▶ [The problem]:
Repeat every record below exactly as it appears.

▶ [Recorded data]:
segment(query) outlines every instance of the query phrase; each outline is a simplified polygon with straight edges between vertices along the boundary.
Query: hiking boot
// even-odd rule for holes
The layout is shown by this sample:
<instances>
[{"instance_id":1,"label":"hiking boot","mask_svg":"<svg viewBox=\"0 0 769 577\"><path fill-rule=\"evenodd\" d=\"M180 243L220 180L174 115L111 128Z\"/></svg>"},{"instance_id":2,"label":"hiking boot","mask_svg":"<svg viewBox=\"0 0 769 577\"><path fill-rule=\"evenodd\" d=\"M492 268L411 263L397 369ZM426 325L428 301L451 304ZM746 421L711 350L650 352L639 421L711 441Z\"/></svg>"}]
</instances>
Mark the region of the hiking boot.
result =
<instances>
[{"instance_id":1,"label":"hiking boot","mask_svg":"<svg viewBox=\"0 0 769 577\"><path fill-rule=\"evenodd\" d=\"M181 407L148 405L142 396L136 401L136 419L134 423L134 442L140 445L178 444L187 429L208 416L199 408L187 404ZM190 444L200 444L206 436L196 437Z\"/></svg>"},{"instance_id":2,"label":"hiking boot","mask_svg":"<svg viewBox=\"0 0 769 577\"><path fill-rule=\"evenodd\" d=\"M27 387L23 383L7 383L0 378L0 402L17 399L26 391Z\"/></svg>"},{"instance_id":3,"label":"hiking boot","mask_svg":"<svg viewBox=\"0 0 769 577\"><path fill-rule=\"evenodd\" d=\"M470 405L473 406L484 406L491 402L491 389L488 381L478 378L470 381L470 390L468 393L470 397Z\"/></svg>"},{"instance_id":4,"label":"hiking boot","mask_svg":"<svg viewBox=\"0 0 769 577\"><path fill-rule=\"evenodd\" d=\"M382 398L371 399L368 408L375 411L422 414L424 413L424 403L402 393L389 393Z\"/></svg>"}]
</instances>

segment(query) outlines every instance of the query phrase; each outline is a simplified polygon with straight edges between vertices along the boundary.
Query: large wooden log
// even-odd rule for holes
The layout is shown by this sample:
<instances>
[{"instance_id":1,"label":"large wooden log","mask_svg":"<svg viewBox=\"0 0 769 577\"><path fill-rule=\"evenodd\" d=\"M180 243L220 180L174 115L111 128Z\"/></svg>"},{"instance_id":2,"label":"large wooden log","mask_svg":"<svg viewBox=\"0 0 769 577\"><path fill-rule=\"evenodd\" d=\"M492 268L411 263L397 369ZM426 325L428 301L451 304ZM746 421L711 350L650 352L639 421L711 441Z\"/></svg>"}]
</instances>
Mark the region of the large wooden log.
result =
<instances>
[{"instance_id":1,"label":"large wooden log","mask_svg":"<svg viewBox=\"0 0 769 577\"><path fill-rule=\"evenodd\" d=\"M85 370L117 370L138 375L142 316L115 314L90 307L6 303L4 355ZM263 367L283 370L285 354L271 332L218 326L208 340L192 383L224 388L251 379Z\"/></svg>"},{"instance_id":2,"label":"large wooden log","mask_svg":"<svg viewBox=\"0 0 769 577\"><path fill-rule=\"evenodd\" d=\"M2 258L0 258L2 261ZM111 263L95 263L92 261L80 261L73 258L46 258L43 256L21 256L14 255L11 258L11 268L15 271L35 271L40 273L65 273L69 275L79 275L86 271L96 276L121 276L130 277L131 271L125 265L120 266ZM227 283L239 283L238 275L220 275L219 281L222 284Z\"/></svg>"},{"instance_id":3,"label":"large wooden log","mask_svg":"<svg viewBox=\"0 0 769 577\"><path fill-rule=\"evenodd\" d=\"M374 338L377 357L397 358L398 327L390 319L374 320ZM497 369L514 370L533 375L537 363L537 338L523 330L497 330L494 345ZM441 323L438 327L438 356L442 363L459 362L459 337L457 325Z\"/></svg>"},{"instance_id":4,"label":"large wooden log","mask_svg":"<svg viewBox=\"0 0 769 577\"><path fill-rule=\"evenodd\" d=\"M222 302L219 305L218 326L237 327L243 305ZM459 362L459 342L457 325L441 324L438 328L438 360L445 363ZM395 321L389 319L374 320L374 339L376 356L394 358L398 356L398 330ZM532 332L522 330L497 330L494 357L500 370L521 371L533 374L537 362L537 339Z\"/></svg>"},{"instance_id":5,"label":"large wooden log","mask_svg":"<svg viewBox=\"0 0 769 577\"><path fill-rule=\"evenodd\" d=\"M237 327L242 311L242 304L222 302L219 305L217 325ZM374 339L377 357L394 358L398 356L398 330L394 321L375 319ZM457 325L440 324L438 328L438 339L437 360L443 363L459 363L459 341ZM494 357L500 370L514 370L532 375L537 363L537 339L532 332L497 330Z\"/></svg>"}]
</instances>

▶ [Response to this task]:
segment(query) outlines every instance of the query phrase; each outline is a simplified polygon with straight edges between vertices along the boundary.
Query: hiking boot
// even-odd rule for holes
The layout is shown by this sample:
<instances>
[{"instance_id":1,"label":"hiking boot","mask_svg":"<svg viewBox=\"0 0 769 577\"><path fill-rule=\"evenodd\" d=\"M180 243L220 180L174 115L111 128Z\"/></svg>"},{"instance_id":2,"label":"hiking boot","mask_svg":"<svg viewBox=\"0 0 769 577\"><path fill-rule=\"evenodd\" d=\"M492 268L411 263L397 369ZM426 325L428 301L451 304ZM746 421L711 350L650 352L639 421L711 441Z\"/></svg>"}]
</instances>
Mark the region of the hiking boot.
result =
<instances>
[{"instance_id":1,"label":"hiking boot","mask_svg":"<svg viewBox=\"0 0 769 577\"><path fill-rule=\"evenodd\" d=\"M181 407L148 405L142 396L136 401L136 419L134 423L134 442L140 445L178 444L187 429L208 416L199 408L187 404ZM190 444L200 444L206 436L196 437Z\"/></svg>"},{"instance_id":2,"label":"hiking boot","mask_svg":"<svg viewBox=\"0 0 769 577\"><path fill-rule=\"evenodd\" d=\"M27 387L23 383L7 383L0 378L0 402L17 399L26 391Z\"/></svg>"},{"instance_id":3,"label":"hiking boot","mask_svg":"<svg viewBox=\"0 0 769 577\"><path fill-rule=\"evenodd\" d=\"M470 405L473 406L484 406L491 402L491 389L488 381L478 378L470 381L470 390L468 393L470 397Z\"/></svg>"},{"instance_id":4,"label":"hiking boot","mask_svg":"<svg viewBox=\"0 0 769 577\"><path fill-rule=\"evenodd\" d=\"M382 398L371 399L368 408L375 411L422 414L424 413L424 403L402 393L389 393Z\"/></svg>"}]
</instances>

segment(query) outlines every instance of the query phrase; each outline is a simplified polygon with straight edges between vertices along the boundary.
Query: large wooden log
// even-odd rule for holes
The layout is shown by this sample:
<instances>
[{"instance_id":1,"label":"large wooden log","mask_svg":"<svg viewBox=\"0 0 769 577\"><path fill-rule=\"evenodd\" d=\"M180 243L220 180L174 115L111 128Z\"/></svg>"},{"instance_id":2,"label":"large wooden log","mask_svg":"<svg viewBox=\"0 0 769 577\"><path fill-rule=\"evenodd\" d=\"M492 268L411 263L397 369ZM426 325L428 301L451 304ZM746 421L711 350L650 352L639 421L711 441Z\"/></svg>"}]
</instances>
Mark the region of the large wooden log.
result =
<instances>
[{"instance_id":1,"label":"large wooden log","mask_svg":"<svg viewBox=\"0 0 769 577\"><path fill-rule=\"evenodd\" d=\"M85 370L117 370L138 375L142 316L115 314L90 307L6 303L4 355ZM263 367L283 370L285 354L271 332L218 326L208 340L192 383L224 388L251 379Z\"/></svg>"},{"instance_id":2,"label":"large wooden log","mask_svg":"<svg viewBox=\"0 0 769 577\"><path fill-rule=\"evenodd\" d=\"M2 258L0 258L2 261ZM111 263L95 263L92 261L80 261L73 258L46 258L43 256L21 256L14 255L11 258L11 268L15 271L35 271L40 273L65 273L69 275L79 275L86 271L96 276L121 276L130 277L131 271L125 265L120 266ZM227 283L239 283L238 275L220 275L219 281L222 284Z\"/></svg>"},{"instance_id":3,"label":"large wooden log","mask_svg":"<svg viewBox=\"0 0 769 577\"><path fill-rule=\"evenodd\" d=\"M374 338L377 357L397 358L398 327L390 319L374 320ZM497 369L514 370L533 375L537 363L537 338L523 330L497 330L494 345ZM441 323L438 327L438 356L442 363L459 362L459 337L457 325Z\"/></svg>"},{"instance_id":4,"label":"large wooden log","mask_svg":"<svg viewBox=\"0 0 769 577\"><path fill-rule=\"evenodd\" d=\"M222 302L219 305L218 326L237 327L243 305ZM459 362L459 342L457 325L441 324L438 328L438 360L445 363ZM395 321L389 319L374 320L374 339L376 356L394 358L398 356L398 330ZM532 332L522 330L497 330L494 357L500 370L521 371L533 374L537 362L537 339Z\"/></svg>"},{"instance_id":5,"label":"large wooden log","mask_svg":"<svg viewBox=\"0 0 769 577\"><path fill-rule=\"evenodd\" d=\"M237 327L242 311L242 304L222 302L219 305L217 325ZM374 339L377 357L394 358L398 356L398 330L394 321L375 319ZM457 325L440 324L438 328L438 339L437 360L443 363L459 363L459 341ZM494 357L500 370L514 370L532 375L537 363L537 339L532 332L497 330Z\"/></svg>"}]
</instances>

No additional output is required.